» AIM:
Repeat the following lines exactly and nothing else: the line containing "Could you indicate the red" and each line after it through the end of the listing.

------ DATASET CONTENT ------

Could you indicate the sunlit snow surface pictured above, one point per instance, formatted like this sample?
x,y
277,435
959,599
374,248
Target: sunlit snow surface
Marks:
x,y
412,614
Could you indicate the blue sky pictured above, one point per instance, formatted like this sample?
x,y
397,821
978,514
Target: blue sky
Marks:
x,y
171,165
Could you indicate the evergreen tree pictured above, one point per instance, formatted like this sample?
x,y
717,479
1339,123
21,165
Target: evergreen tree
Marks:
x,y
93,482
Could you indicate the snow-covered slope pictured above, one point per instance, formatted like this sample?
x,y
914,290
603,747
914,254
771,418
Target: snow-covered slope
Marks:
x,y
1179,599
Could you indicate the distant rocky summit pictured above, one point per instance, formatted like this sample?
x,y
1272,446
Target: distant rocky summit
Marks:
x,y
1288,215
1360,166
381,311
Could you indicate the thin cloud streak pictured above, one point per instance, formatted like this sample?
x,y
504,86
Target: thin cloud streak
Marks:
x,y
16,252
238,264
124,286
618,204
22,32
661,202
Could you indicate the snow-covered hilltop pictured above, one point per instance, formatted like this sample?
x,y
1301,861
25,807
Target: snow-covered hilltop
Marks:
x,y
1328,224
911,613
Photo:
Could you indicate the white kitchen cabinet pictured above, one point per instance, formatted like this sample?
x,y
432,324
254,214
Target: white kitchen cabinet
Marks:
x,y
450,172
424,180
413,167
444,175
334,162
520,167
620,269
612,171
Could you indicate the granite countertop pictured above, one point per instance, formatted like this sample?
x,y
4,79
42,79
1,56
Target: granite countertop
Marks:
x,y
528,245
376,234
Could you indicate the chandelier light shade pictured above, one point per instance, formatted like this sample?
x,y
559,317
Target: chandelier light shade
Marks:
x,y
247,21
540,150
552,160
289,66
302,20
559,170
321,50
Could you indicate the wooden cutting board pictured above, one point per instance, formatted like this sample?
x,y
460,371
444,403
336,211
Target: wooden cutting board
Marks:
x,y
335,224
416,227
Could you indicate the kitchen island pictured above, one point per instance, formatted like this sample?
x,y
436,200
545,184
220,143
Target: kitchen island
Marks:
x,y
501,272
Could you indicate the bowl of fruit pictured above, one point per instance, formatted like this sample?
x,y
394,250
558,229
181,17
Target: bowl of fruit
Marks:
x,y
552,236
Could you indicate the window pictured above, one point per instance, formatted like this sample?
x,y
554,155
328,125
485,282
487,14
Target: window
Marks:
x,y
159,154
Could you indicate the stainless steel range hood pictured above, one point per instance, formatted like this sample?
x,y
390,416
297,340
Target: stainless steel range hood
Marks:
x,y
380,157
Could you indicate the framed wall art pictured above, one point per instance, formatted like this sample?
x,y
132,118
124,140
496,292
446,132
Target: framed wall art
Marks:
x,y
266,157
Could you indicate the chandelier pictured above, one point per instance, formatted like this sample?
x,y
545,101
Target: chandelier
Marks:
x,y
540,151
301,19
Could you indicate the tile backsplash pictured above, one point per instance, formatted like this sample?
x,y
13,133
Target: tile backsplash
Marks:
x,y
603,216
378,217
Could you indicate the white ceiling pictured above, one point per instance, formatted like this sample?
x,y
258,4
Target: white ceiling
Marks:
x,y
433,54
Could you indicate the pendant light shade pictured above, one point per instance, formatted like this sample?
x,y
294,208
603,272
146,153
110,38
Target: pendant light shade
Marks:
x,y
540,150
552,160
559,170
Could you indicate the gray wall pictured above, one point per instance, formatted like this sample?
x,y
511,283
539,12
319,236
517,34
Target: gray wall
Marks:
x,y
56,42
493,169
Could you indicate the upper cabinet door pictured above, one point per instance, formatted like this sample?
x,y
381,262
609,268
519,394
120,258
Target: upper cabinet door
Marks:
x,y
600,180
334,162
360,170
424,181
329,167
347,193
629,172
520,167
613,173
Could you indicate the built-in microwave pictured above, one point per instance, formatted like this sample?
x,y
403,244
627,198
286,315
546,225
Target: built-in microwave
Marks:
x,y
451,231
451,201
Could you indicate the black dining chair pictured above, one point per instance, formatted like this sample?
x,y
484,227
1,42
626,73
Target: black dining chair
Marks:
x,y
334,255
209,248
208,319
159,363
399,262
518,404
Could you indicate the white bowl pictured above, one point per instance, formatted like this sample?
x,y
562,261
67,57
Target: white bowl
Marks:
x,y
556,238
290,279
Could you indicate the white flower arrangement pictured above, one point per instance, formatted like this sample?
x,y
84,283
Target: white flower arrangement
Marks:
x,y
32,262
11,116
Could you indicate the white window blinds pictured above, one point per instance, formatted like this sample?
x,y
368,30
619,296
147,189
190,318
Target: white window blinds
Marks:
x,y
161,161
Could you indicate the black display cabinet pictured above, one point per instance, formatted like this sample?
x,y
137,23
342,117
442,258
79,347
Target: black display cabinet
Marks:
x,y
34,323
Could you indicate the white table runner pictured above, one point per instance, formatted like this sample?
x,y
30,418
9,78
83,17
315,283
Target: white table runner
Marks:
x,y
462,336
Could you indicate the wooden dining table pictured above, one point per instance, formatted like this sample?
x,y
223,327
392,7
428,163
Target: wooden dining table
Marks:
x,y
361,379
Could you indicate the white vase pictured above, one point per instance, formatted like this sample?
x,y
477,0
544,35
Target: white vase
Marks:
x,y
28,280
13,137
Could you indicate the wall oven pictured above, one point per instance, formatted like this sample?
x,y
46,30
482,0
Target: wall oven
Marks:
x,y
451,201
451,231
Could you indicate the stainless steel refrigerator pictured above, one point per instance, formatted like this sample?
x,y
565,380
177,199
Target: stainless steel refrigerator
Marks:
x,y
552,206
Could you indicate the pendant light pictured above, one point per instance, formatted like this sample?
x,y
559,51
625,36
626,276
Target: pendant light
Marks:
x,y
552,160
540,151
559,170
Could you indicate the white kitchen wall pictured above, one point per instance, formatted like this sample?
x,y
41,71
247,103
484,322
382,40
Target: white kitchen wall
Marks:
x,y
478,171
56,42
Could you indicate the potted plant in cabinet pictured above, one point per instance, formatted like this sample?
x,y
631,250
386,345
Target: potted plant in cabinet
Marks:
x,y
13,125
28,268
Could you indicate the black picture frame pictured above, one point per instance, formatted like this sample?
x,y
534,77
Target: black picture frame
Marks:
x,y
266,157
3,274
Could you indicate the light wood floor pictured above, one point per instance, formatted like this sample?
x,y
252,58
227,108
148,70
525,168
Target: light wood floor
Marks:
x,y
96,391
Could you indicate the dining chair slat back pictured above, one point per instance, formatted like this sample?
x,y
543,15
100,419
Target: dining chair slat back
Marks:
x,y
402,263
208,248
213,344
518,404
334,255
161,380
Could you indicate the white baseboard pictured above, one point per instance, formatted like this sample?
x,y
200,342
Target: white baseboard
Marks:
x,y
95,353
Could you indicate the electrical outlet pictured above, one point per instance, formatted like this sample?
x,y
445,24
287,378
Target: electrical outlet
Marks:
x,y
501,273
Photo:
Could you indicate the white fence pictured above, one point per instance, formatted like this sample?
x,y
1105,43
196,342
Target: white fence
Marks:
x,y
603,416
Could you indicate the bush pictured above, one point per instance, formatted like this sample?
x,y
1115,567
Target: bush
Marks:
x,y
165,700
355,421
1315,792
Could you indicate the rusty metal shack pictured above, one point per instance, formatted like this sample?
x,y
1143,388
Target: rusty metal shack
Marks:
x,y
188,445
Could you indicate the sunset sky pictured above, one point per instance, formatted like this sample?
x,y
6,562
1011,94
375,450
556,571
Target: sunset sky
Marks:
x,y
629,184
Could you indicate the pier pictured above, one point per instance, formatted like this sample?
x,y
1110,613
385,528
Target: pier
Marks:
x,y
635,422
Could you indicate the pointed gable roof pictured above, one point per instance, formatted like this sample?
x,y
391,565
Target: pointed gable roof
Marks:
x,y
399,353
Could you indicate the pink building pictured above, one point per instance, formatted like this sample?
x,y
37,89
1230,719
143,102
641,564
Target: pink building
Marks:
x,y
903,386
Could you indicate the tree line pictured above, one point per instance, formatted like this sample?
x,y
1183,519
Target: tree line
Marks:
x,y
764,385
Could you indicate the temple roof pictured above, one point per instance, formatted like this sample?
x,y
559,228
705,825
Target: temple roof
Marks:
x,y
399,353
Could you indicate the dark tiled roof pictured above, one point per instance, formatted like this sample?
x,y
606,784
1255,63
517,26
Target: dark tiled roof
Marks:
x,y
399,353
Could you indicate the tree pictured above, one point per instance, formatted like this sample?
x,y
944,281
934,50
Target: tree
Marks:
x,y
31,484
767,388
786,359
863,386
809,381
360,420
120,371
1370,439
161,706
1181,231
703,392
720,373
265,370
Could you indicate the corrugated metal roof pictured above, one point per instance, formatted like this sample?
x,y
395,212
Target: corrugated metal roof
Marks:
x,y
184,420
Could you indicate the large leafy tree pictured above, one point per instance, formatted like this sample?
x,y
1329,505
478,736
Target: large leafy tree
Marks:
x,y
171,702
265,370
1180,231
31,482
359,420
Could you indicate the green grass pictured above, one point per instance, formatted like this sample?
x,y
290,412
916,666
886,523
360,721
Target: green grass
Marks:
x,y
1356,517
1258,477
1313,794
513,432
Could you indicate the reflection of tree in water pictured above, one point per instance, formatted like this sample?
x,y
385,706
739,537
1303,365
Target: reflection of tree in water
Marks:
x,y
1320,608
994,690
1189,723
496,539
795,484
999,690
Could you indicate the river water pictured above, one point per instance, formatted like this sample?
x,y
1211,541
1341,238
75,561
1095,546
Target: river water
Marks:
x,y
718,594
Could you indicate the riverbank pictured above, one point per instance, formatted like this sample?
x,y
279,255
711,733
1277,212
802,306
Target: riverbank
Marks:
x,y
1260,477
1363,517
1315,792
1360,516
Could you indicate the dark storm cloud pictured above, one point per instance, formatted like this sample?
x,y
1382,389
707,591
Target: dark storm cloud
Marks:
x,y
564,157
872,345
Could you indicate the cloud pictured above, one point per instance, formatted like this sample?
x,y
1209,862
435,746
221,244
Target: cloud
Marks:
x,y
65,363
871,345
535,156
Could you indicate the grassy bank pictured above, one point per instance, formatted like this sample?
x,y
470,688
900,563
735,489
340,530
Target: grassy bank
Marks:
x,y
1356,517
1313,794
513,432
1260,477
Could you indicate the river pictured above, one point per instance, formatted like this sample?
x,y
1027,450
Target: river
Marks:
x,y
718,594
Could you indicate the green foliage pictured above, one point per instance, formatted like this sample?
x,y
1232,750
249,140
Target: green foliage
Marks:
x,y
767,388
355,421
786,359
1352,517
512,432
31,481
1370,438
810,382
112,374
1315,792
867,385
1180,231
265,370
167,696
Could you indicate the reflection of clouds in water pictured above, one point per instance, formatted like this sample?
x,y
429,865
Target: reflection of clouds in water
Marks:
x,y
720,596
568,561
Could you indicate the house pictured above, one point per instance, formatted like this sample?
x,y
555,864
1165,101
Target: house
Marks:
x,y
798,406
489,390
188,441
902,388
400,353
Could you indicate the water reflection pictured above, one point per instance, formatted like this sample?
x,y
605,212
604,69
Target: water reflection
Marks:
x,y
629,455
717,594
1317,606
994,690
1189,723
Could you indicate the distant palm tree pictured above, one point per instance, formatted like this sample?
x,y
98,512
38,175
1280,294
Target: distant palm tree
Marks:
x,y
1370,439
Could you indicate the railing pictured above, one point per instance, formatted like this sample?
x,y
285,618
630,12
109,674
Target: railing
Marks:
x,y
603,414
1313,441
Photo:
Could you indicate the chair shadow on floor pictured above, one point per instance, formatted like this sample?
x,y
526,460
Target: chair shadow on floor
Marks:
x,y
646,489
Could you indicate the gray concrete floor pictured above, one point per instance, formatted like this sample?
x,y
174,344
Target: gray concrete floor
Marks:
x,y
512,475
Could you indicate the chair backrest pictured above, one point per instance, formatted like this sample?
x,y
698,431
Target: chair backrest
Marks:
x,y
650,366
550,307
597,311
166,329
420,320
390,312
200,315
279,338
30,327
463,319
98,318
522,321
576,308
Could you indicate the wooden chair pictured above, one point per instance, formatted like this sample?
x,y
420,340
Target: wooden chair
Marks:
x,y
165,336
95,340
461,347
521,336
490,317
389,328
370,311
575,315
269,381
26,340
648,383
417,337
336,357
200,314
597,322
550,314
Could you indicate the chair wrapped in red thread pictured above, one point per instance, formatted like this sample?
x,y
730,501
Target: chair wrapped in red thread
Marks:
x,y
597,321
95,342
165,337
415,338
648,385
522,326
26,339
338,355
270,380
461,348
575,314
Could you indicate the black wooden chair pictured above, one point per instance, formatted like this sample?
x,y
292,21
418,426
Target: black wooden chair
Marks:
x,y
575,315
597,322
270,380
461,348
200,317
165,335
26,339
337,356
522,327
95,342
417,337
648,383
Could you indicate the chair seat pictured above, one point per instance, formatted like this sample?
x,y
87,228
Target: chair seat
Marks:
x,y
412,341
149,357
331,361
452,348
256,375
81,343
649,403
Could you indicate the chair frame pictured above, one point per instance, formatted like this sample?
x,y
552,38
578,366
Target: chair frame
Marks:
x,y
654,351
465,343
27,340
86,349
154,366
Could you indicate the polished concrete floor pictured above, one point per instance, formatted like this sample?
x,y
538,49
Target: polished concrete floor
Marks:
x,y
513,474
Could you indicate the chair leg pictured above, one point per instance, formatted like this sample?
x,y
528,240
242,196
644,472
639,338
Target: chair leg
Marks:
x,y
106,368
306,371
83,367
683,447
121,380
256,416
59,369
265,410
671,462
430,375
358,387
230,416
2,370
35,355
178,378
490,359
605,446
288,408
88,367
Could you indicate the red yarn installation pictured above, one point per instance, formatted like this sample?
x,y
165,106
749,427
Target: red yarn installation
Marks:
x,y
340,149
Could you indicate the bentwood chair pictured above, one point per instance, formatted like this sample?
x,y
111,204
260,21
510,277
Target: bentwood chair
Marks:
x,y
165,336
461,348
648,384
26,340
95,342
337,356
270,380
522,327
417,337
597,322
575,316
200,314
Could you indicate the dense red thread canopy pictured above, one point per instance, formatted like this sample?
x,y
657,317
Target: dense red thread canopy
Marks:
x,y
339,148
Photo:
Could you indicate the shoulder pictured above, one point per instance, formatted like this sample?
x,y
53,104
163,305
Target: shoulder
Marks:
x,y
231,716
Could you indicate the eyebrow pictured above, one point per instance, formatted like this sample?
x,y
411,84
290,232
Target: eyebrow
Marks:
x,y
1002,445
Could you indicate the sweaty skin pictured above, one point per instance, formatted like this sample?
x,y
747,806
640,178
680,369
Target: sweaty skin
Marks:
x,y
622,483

------

» OUTPUT FOR THIS EXERCISE:
Could you indicate the red yarn installation pictured above, one point per instance, formatted like this sample?
x,y
165,106
749,427
Target: red yarn installation
Marks:
x,y
340,149
Could you indicate the bentwood chair pictured above, one point per instance, formatted like this sample?
x,y
111,204
260,21
510,277
Target: bentwood chair
Marks:
x,y
165,336
461,348
648,384
26,340
95,342
337,356
270,380
522,327
417,337
597,322
575,316
200,314
Could you indicate the dense red thread canopy pictured above, one point per instance, formatted like this sample?
x,y
657,317
Target: dense red thread canopy
Marks:
x,y
339,148
Photo:
Could you indicate the shoulder pictured above, one point per instance, formatted like this sample?
x,y
53,104
163,305
Target: shoulder
Marks:
x,y
231,716
Could you indicate the eyebrow pictured above, one point per instance, formatted like this sample?
x,y
411,84
290,232
Target: eyebrow
Marks:
x,y
1002,445
Could you indicate the sweaty skin pictured above, one point per instance, formatted like this sample?
x,y
747,806
640,178
680,369
Target: sweaty skin
Marks:
x,y
622,483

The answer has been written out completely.